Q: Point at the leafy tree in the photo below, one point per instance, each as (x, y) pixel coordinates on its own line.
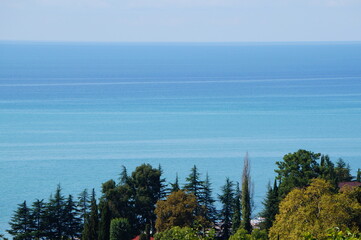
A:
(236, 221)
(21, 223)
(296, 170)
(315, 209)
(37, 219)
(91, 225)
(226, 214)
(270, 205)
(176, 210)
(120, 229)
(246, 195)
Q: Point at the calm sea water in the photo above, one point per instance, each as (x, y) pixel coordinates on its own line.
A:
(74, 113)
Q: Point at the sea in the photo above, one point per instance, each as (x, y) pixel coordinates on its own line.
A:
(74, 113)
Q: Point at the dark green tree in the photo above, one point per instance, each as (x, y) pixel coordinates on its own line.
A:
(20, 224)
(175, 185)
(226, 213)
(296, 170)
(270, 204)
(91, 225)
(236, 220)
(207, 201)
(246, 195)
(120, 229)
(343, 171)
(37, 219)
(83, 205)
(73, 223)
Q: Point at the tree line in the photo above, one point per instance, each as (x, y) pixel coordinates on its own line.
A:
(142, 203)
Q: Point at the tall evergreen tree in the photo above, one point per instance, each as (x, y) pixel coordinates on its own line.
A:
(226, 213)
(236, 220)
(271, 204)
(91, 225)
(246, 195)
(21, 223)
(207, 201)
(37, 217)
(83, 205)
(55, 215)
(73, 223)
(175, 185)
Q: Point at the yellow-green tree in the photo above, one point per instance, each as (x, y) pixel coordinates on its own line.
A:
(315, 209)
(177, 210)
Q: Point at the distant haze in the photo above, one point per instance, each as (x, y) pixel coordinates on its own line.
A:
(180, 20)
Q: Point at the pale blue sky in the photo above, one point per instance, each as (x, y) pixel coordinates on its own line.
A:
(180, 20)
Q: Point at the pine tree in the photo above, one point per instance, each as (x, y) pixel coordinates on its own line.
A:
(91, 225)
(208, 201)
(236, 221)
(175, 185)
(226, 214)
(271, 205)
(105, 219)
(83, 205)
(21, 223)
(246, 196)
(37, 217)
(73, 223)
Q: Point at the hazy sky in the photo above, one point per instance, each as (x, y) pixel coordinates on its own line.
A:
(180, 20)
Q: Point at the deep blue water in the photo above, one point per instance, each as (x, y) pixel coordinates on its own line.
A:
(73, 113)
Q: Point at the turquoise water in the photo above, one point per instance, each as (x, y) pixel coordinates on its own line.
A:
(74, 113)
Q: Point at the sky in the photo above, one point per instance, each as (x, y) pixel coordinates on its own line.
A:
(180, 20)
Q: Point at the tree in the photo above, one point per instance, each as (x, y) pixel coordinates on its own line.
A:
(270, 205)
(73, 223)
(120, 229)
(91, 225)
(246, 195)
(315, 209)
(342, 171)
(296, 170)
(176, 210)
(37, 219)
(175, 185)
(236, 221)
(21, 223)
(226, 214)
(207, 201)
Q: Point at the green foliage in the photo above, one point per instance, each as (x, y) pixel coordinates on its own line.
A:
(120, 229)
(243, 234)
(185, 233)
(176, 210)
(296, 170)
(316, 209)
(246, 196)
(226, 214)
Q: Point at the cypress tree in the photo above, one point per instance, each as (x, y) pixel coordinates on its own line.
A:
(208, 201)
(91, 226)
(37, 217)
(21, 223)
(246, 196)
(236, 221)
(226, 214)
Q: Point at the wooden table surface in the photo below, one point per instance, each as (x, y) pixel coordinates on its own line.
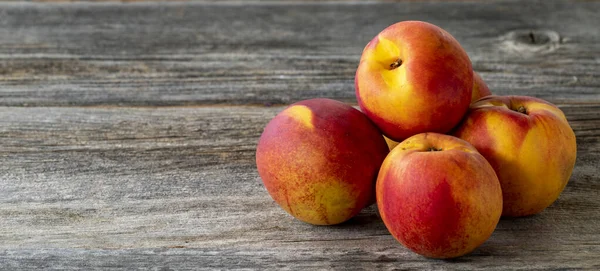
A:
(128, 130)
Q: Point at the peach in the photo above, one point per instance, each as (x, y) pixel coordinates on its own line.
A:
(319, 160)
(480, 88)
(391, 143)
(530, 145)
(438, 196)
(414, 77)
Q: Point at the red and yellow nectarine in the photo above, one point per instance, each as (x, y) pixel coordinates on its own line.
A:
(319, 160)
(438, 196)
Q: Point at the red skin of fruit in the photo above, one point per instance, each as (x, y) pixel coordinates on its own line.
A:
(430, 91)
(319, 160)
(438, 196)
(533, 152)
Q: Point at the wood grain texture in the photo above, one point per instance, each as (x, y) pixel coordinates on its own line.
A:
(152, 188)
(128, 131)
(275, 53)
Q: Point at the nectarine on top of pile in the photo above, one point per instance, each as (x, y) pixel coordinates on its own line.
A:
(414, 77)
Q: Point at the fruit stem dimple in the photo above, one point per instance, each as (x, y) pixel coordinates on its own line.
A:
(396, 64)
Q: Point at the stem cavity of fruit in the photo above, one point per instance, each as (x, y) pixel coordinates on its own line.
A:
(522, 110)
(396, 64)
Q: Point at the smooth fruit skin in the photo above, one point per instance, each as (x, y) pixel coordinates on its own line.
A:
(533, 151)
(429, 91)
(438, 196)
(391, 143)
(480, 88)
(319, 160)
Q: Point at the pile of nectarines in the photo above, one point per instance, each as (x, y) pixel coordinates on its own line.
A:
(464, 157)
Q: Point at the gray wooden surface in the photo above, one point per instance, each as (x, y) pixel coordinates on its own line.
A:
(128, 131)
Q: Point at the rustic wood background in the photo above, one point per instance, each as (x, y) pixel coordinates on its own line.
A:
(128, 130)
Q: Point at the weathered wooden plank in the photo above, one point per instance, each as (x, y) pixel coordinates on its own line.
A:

### INSTRUCTIONS FOR THE TASK
Go through the data above and copy each line that holds the word "pile".

### SOLVED PROBLEM
Q: Point at the nectarine on top of pile in the photo above, one point per instance, each as (x, y) pixel coordinates on its own line.
Q: Point at the pile of nectarines in the photo above, one point per instance, each as (x, y) pixel coordinates on its own line.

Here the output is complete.